__Given exercise__:
Output every line of the data below as a numbered list, leaving out any blank lines.

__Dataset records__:

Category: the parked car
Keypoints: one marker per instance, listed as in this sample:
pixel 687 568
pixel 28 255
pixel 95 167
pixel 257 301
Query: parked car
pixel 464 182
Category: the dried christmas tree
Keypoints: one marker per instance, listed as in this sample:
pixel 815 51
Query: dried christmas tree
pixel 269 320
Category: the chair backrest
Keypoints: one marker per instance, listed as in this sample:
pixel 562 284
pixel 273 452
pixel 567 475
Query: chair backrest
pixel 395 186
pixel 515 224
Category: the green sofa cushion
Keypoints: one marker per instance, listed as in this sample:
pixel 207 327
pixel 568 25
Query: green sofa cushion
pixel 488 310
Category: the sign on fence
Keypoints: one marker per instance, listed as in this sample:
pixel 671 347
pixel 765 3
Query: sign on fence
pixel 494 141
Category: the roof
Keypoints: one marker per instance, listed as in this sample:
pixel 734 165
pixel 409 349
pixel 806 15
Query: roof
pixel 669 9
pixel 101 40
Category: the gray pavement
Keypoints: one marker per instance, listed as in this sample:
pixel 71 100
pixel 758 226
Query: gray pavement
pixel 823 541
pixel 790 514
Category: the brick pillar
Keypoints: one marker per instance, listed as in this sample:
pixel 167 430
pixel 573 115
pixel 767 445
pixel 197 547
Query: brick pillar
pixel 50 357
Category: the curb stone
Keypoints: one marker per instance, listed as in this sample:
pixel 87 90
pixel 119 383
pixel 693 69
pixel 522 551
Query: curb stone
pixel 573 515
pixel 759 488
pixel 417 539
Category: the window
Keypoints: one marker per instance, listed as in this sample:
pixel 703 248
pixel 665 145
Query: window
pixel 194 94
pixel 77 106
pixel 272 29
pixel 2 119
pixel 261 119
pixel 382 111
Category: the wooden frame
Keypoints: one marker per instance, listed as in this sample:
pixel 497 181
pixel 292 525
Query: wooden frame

__Solution to this exercise__:
1. Category: the parked car
2. Keypoints: one marker per instance, listed as in this sample:
3. pixel 687 568
4. pixel 28 255
5. pixel 95 167
6. pixel 257 301
7. Query: parked car
8. pixel 464 182
9. Category: the dried christmas tree
10. Keypoints: one marker per instance, listed as in this sample:
11. pixel 815 51
12. Query: dried christmas tree
13. pixel 269 320
14. Category: the chair backrest
15. Keypoints: one marker per instance, listed as in this sample:
16. pixel 562 284
17. pixel 273 452
18. pixel 567 475
19. Query: chair backrest
20. pixel 395 186
21. pixel 515 224
22. Category: the green sofa cushion
23. Keypoints: one marker per instance, listed as in this sample:
24. pixel 207 327
25. pixel 568 25
26. Query: green sofa cushion
27. pixel 488 310
28. Category: the sign on fence
29. Keypoints: one marker per instance, listed as in this sample:
30. pixel 671 347
31. pixel 765 3
32. Query: sign on fence
33. pixel 494 141
34. Category: the roof
35. Keypoints: one marker per instance, listed as in this sample:
36. pixel 734 165
37. pixel 409 349
38. pixel 806 15
39. Query: roof
40. pixel 669 9
41. pixel 101 40
42. Category: the gray pavement
43. Keypoints: one marker per instance, listed as in this sample:
44. pixel 71 100
45. pixel 758 226
46. Query: gray pavement
47. pixel 823 541
48. pixel 790 514
49. Category: the brick pillar
50. Keypoints: one marker per instance, listed as in this sample:
51. pixel 167 430
52. pixel 573 115
53. pixel 767 445
54. pixel 197 547
55. Query: brick pillar
56. pixel 50 357
57. Category: the curb stone
58. Keypoints: one marker per instance, listed as in this sample:
59. pixel 87 90
60. pixel 119 383
61. pixel 693 69
62. pixel 522 551
63. Query: curb stone
64. pixel 573 515
65. pixel 759 488
66. pixel 417 539
67. Category: the window
68. Keypoints: one marker per instance, listed as in this sample:
69. pixel 703 248
70. pixel 665 145
71. Query: window
72. pixel 194 94
73. pixel 77 106
74. pixel 272 29
75. pixel 2 119
76. pixel 261 119
77. pixel 382 111
78. Category: the wooden frame
79. Keypoints: one marker per instance, listed as in this sample:
80. pixel 497 181
81. pixel 292 525
82. Query: wooden frame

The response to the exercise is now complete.